▶ [Written instruction 1]: Translate this sentence from the drilling fluid test excerpt into Spanish: "The glycol concentration was maintained at 2 volume % in the BHA-E3 well."

▶ [Document extract]:
Rotary Steerable Fluid System Beta Test

2-Phase polyglycol systems have a long history of success in vertical and directional drilling applications with steerable motors but use with rotary steerable drilling systems is fairly new. The system was therefore beta tested in a controlled full-scale test program drilling to horizontal with the rotary steerable tool at an experimental drilling site.

Well Design

Our primary interests in including joint fluids testing with the rotary steerable tool drilling tests at the experimental test site were:

• to try to assist the rotary steerable tool team in achieving maximum performance of their tool.
• minimize any chances of lost-in-hole tools.
• to evaluate our rotary steerable fluid design concept with a rotary steerable tool under realistic field-based conditions.

The basic rotary steerable fluid design is a flexible design capable of accommodating varying operational, lithological and environmental requirements in the differing markets where rotary steerable tool are deployed. As shale is the most problematic formation typically drilled with water-based mud, a big problem in most offshore drilling and expected to be a substantial problem for rotary steerable tools drilling shale with water-based fluid, the rotary steerable fluid design incorporates many features that specifically address shale.

We originally intended to include an electrolyte typically used in South East Asia shale drilling, such as potassium chloride or a more environmentally suitable potassium salt which could be disposed of at the experimental test site area, but this proved economically prohibitive due to land-based disposal regulations. The performance of this mud formulation was compared with the performance of the control mud used in well BHA-E2. The BHA-E2 control mud was a simple fresh-water/gel mud typically used at the experimental test site and identified in Table 1 as “Gel”.

Mud Properties

The range of properties for the muds used in these wells are also listed in Table 1. Measured mud properties for the systems were fairly similar with the exception of the expected differences in polyglycol concentration, gel strengths and reactive clay content as measured by the Methylene Blue Test (MBT), as a result of the differences in the formulations.

The glycol concentration was maintained at 2 volume % in the BHA-E3 well. The retort analyses that were conducted on the drilling fluids were accurate to within ± 1% of the actual concentration of the glycol maintained in the mud systems. The encapsulating polymer and Xanthan gum both were maintained at 0.5 lbm/bbl (pounds per barrel) on the BHA-E3 well.

Performance

The primary performance improvements expected from the rotary steerable fluid design were increased penetration rates, possibly improved build rates, improved hole quality, improved hole cleaning and possibly lower torque and drag.

Penetration rates and build rates.

▶ [Data for processing]:

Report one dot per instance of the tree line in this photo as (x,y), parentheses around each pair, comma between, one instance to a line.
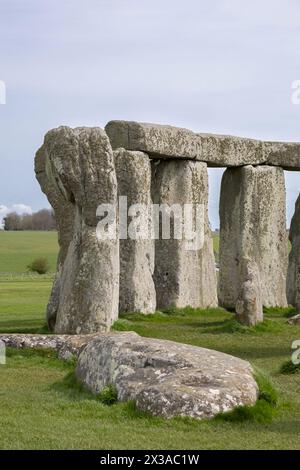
(41,220)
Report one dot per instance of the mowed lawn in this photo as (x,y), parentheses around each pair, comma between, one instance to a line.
(18,249)
(23,296)
(40,409)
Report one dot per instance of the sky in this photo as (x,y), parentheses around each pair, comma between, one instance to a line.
(219,66)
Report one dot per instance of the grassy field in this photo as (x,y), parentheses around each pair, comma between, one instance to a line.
(18,249)
(39,408)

▶ [Written instruction 2]: From the listing, copy out the lines verbatim, starting at the line that contains "Report one dot per instance of the grassy" and continuing through the final line of the listing.

▶ [Answer 1]: La concentración de glicol se mantuvo en 2 % en volumen en el pozo BHA-E3.

▶ [Answer 2]:
Report one dot per instance of the grassy field in this photo as (x,y), parentheses around each pair, comma between, one instance to a line.
(18,249)
(39,408)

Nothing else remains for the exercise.